■ **DIRECTIVE**: Lay out the lines from the line containing "Detect the tile floor above." up to and including the line containing "[113,202,513,252]" as a Markdown table with two columns, Row for the row number and Line for the line itself. Leave out any blank lines.

■ **INFORMATION SHOWN**:
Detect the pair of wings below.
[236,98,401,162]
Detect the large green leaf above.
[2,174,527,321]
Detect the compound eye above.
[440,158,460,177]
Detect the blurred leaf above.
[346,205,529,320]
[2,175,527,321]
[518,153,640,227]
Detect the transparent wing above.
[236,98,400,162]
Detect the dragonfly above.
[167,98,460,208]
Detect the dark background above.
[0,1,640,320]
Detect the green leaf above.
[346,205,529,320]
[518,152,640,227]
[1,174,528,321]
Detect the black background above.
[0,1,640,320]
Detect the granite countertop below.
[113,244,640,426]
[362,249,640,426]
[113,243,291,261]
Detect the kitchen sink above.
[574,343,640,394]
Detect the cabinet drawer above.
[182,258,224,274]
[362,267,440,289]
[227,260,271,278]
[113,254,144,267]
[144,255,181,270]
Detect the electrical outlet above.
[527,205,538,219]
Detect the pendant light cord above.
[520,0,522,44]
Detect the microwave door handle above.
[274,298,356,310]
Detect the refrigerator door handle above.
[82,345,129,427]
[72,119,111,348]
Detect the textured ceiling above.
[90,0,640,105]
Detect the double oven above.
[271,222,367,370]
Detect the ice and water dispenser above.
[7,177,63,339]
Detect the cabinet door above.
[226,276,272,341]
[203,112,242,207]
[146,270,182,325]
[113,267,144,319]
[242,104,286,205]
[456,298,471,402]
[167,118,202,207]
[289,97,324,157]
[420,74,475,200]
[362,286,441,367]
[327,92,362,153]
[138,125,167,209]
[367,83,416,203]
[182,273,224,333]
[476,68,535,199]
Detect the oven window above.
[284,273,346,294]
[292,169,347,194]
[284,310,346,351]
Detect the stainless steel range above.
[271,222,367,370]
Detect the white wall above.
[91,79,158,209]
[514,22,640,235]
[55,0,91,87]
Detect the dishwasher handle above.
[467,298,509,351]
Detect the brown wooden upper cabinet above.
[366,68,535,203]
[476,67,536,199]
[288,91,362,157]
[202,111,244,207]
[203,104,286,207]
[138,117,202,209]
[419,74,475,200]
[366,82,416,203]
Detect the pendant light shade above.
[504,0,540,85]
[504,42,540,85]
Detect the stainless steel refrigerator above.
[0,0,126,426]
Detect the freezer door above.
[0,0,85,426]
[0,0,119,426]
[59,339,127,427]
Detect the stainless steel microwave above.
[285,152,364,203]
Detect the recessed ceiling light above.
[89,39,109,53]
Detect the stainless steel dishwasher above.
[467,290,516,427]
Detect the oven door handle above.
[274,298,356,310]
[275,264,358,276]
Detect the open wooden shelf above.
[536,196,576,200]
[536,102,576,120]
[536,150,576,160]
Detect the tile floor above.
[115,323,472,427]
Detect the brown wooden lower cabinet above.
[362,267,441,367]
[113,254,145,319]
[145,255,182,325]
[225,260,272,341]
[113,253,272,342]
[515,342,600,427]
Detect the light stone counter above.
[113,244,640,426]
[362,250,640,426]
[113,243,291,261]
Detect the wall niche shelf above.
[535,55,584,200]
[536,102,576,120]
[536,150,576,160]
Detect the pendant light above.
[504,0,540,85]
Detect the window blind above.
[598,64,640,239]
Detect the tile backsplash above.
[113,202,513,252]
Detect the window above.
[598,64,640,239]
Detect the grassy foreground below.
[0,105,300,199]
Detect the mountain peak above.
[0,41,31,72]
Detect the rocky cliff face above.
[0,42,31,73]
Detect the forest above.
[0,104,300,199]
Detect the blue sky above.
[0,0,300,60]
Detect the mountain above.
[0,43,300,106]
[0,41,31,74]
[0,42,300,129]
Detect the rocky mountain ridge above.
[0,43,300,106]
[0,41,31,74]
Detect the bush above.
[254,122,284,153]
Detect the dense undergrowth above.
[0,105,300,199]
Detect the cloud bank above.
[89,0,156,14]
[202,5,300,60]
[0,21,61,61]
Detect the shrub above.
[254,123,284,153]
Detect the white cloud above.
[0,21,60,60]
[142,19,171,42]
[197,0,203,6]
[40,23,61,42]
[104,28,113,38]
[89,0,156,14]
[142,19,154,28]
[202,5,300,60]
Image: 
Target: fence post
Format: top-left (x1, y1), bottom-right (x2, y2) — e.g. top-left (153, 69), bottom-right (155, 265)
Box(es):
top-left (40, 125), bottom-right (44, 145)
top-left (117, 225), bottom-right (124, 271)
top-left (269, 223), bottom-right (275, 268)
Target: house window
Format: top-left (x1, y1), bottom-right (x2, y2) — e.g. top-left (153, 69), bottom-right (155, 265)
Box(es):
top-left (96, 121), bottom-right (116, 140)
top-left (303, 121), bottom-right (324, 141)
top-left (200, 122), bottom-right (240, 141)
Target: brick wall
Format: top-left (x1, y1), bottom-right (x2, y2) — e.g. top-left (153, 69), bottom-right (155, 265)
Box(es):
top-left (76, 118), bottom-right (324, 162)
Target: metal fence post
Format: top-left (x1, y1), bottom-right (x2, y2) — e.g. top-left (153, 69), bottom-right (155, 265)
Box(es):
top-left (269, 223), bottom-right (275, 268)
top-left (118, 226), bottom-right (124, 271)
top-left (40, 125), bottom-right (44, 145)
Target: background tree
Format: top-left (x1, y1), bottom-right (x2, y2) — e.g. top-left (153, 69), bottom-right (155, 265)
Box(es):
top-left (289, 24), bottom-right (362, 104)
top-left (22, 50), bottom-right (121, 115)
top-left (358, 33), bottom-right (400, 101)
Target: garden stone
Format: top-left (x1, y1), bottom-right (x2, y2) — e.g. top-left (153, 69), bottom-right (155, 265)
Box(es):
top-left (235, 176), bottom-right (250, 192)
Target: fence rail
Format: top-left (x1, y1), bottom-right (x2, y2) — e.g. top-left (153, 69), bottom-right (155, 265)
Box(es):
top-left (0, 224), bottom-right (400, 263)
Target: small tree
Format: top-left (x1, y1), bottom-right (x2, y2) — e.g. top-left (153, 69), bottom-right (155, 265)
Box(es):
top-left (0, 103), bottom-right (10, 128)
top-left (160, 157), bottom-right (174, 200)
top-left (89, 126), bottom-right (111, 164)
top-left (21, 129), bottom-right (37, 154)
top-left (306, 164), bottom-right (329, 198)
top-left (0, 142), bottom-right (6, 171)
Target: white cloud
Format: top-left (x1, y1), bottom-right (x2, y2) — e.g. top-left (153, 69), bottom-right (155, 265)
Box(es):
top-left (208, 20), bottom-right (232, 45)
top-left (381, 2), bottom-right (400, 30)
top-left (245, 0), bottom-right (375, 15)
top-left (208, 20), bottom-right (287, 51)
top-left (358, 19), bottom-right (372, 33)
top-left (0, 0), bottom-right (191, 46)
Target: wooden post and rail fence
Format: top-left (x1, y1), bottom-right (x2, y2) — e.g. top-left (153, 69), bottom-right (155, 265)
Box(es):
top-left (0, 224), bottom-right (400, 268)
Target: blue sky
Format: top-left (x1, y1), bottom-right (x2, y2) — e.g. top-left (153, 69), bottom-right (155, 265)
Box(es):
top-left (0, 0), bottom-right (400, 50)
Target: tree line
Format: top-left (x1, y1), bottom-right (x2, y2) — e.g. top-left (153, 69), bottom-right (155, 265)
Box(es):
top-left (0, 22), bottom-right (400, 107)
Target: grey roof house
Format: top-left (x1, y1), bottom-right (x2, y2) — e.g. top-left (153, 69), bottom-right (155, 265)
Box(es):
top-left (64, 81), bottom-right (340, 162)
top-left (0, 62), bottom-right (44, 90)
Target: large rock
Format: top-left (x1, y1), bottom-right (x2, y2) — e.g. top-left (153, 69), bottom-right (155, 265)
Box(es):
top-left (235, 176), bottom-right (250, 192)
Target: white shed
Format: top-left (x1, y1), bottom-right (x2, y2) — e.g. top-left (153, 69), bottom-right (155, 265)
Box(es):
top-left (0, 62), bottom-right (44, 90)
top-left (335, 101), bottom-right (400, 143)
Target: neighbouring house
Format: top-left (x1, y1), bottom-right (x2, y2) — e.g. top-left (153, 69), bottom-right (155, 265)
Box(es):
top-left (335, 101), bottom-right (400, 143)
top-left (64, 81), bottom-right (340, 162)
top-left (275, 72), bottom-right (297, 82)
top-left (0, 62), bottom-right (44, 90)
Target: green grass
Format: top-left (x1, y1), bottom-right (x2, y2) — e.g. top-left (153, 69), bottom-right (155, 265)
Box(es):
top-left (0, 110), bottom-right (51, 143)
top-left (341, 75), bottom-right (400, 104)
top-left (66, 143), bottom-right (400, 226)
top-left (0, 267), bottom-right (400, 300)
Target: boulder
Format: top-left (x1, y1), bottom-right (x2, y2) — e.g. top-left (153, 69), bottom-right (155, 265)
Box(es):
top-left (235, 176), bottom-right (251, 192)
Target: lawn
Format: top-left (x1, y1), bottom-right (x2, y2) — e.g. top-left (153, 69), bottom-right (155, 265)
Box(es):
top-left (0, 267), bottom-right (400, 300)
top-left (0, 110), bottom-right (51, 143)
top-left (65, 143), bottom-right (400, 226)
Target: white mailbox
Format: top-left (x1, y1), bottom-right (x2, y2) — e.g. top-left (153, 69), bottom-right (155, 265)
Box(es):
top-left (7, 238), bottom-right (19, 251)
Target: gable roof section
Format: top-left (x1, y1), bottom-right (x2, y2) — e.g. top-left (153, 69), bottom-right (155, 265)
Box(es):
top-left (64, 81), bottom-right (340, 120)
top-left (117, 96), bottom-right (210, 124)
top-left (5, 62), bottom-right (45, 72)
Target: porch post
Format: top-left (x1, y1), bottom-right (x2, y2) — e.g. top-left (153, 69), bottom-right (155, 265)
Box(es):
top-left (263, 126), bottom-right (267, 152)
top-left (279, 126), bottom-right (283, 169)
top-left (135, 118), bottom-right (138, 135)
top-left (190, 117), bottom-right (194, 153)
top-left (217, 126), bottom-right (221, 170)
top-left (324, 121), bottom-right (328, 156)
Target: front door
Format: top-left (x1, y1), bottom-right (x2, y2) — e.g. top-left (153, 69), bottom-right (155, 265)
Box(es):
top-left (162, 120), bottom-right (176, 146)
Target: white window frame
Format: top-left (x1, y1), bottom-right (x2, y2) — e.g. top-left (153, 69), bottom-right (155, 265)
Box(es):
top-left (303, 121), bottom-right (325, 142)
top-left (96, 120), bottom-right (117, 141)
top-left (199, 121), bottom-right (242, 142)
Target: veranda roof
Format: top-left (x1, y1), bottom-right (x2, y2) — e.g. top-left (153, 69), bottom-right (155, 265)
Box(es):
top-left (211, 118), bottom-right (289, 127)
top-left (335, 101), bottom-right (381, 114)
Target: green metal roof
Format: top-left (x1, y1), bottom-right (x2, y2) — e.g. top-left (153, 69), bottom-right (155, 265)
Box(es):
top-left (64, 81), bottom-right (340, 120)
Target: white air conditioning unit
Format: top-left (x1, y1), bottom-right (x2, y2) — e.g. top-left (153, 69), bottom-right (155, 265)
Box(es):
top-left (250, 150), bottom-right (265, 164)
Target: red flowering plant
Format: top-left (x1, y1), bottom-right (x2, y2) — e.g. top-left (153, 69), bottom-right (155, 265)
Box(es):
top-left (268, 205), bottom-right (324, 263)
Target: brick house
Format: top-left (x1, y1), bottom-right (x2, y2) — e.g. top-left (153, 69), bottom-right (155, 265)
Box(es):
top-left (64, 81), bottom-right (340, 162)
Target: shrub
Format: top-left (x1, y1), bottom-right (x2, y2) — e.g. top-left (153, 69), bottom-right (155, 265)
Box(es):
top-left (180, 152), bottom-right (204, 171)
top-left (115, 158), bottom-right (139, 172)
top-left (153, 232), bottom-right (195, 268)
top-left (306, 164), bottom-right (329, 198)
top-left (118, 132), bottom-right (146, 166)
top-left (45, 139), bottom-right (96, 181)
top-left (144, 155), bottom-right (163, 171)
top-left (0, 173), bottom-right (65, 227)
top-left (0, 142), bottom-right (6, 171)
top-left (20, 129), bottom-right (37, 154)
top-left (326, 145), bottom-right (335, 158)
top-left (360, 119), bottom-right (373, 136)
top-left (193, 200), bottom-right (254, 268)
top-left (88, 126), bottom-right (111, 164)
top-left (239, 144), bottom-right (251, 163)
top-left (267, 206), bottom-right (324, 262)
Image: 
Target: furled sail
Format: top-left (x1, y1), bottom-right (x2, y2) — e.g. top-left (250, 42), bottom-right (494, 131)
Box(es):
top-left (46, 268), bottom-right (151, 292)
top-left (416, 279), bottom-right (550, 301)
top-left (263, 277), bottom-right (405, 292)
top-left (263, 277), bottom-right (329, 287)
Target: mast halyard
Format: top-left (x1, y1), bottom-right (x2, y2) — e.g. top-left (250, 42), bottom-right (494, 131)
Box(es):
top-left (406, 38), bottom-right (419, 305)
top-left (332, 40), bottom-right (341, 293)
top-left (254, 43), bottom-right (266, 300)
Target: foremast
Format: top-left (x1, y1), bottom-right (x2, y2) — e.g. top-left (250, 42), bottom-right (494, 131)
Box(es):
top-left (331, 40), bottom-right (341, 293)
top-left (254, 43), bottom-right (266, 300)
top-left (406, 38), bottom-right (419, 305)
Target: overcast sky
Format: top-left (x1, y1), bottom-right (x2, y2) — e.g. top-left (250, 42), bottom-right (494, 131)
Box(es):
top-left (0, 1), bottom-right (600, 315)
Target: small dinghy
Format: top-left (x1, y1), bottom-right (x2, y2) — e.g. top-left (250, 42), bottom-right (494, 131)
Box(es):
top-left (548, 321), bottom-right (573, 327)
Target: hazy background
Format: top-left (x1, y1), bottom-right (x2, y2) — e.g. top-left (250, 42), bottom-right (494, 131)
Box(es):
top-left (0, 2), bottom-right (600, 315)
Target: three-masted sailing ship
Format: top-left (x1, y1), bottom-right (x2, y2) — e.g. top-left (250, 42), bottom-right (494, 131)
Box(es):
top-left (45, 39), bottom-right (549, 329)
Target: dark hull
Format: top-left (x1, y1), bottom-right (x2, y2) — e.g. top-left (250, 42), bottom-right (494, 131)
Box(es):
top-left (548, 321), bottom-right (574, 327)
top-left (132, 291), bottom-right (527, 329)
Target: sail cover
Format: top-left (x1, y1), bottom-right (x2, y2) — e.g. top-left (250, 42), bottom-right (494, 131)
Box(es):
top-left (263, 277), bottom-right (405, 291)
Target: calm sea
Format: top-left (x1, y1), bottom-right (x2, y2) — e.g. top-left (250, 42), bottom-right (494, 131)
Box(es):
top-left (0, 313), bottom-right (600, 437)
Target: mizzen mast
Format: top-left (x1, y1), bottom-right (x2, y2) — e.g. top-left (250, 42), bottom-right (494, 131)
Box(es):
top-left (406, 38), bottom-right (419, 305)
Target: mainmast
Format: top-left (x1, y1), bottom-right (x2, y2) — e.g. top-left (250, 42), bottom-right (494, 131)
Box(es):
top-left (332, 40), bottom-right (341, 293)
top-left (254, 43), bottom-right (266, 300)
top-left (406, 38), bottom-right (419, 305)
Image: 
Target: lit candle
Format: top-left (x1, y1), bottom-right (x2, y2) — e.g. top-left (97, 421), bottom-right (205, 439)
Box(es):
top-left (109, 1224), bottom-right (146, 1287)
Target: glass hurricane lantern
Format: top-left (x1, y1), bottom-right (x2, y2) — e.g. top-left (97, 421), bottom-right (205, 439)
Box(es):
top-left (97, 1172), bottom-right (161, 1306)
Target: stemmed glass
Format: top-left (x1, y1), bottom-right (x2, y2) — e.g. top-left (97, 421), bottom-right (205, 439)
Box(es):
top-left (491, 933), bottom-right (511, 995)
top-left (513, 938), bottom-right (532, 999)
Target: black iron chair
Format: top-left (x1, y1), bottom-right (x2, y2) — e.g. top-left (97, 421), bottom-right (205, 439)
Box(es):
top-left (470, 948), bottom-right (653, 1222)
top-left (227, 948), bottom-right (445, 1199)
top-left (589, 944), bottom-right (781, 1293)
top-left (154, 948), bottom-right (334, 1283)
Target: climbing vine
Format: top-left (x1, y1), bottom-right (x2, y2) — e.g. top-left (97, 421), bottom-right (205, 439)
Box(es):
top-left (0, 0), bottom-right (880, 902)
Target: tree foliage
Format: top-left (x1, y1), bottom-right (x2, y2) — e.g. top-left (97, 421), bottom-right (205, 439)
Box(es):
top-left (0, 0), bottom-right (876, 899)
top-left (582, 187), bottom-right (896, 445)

■ **ANSWER IN FULL**:
| Row | Line |
|---|---|
| 1 | Detect the tile floor above. |
| 2 | [115,323,472,427] |
| 3 | Detect the brown wooden lower cabinet above. |
| 4 | [362,267,441,367] |
| 5 | [113,254,145,319] |
| 6 | [145,255,182,325] |
| 7 | [225,260,272,341] |
| 8 | [113,253,272,342] |
| 9 | [515,342,600,427] |
| 10 | Detect the light stone counter above. |
| 11 | [113,244,640,426] |
| 12 | [362,250,640,426] |
| 13 | [113,243,291,261] |
| 14 | Detect the wall niche shelf above. |
| 15 | [535,55,584,200] |
| 16 | [536,102,576,120] |
| 17 | [536,150,576,160] |
| 18 | Detect the pendant light above. |
| 19 | [504,0,540,85] |
| 20 | Detect the window blind above. |
| 21 | [598,64,640,239] |
| 22 | Detect the tile backsplash above. |
| 23 | [113,202,513,252] |